## To do
Return the complete listing that follows, with each line reproduced exactly.
==============================
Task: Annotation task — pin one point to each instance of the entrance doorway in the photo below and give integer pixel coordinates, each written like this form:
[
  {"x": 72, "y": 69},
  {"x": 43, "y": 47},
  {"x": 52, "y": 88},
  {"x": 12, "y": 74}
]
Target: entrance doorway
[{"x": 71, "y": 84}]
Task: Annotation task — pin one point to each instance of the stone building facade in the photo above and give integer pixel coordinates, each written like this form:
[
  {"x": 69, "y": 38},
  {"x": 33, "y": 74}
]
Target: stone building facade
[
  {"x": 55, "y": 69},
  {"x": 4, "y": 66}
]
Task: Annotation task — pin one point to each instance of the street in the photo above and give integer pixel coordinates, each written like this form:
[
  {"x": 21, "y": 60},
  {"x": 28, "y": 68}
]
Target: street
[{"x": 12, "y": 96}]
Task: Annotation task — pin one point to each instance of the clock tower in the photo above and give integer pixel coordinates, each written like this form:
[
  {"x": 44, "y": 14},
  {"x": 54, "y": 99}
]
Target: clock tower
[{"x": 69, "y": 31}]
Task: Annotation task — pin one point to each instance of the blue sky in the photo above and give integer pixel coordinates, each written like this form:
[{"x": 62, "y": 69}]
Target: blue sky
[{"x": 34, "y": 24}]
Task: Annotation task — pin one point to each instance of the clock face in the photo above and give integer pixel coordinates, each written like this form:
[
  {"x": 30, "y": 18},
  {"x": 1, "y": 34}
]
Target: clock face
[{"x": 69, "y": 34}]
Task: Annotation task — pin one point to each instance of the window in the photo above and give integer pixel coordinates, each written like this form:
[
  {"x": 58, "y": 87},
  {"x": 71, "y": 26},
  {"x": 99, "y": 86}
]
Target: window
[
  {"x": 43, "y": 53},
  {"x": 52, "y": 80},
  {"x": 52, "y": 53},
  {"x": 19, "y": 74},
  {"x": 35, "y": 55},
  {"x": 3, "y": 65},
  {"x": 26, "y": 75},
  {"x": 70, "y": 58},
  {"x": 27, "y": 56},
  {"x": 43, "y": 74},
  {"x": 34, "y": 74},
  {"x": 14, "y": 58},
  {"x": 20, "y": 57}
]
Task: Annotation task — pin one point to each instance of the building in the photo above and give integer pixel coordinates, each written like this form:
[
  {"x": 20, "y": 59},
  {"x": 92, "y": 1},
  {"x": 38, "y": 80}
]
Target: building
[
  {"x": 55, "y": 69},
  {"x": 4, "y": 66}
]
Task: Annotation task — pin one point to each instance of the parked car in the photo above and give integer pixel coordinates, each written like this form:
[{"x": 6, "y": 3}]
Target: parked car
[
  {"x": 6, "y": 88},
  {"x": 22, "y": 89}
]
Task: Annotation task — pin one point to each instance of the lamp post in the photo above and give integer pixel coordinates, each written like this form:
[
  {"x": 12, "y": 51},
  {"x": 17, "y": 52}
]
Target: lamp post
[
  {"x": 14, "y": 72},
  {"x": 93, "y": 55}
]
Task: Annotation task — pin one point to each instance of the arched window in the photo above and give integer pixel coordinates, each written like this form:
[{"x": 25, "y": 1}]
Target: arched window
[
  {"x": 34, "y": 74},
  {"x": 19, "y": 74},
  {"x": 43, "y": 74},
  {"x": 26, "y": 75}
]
==============================
## Answer in full
Task: Annotation task — pin one point to each instance of the entrance doorway in the photo below and give integer pixel coordinates, each written like this form:
[
  {"x": 72, "y": 69},
  {"x": 43, "y": 47},
  {"x": 52, "y": 88},
  {"x": 12, "y": 74}
]
Target: entrance doorway
[{"x": 71, "y": 84}]
Task: Annotation task — pin one point to each instance of the stone building facade in the photo above and give integer pixel coordinates, each written like this form:
[
  {"x": 69, "y": 38},
  {"x": 33, "y": 74}
]
Target: stone building facade
[
  {"x": 55, "y": 69},
  {"x": 4, "y": 66}
]
Task: Annotation task — pin one point to each instance of the street in the photo above and give integer pixel coordinates, each written like this form:
[
  {"x": 21, "y": 60},
  {"x": 28, "y": 68}
]
Target: street
[{"x": 12, "y": 96}]
Task: Annotation task — pin one point to each instance of the clock tower in the photo above and give integer pixel coordinates, each written like this form:
[
  {"x": 44, "y": 14},
  {"x": 54, "y": 99}
]
Target: clock tower
[{"x": 69, "y": 31}]
Task: Annotation task — pin one point to each instance of the blue sky in the photo above and give integer pixel coordinates, each written like this form:
[{"x": 62, "y": 69}]
Target: blue sky
[{"x": 34, "y": 24}]
Task: Annotation task — pin one point to each instance of the clock face in the photo above and give integer pixel coordinates, each written like this form:
[
  {"x": 30, "y": 18},
  {"x": 1, "y": 34}
]
Target: clock face
[{"x": 69, "y": 34}]
Task: Annotation task — pin one point to each instance of the window in the photo above and give integer pixel coordinates, each written like this form:
[
  {"x": 58, "y": 87},
  {"x": 71, "y": 26},
  {"x": 99, "y": 86}
]
Target: window
[
  {"x": 43, "y": 53},
  {"x": 52, "y": 80},
  {"x": 52, "y": 53},
  {"x": 19, "y": 74},
  {"x": 35, "y": 55},
  {"x": 3, "y": 65},
  {"x": 26, "y": 75},
  {"x": 70, "y": 58},
  {"x": 27, "y": 56},
  {"x": 43, "y": 74},
  {"x": 34, "y": 74},
  {"x": 14, "y": 58},
  {"x": 20, "y": 57}
]
Task: Annotation task — pin one point to each instance of the building in the photo above and give integer pixel coordinates, each written like this form:
[
  {"x": 20, "y": 59},
  {"x": 92, "y": 1},
  {"x": 38, "y": 80}
]
Target: building
[
  {"x": 55, "y": 69},
  {"x": 4, "y": 66}
]
Task: Annotation task — pin one point to each instance of the parked car in the photo above and give integer pixel coordinates, each written like this form:
[{"x": 6, "y": 3}]
Target: parked car
[
  {"x": 6, "y": 88},
  {"x": 22, "y": 89}
]
Task: Annotation task — pin one point to each instance of the lamp post in the photo above and give integer pixel coordinates, each written like this form:
[
  {"x": 12, "y": 51},
  {"x": 17, "y": 52}
]
Target: lamp post
[
  {"x": 14, "y": 72},
  {"x": 93, "y": 55}
]
Task: Annotation task — pin one point to each instance of the arched window in the photo above and give integer pixel coordinates, each written like this form:
[{"x": 25, "y": 1}]
Target: arched window
[
  {"x": 34, "y": 74},
  {"x": 19, "y": 74},
  {"x": 43, "y": 74},
  {"x": 26, "y": 75}
]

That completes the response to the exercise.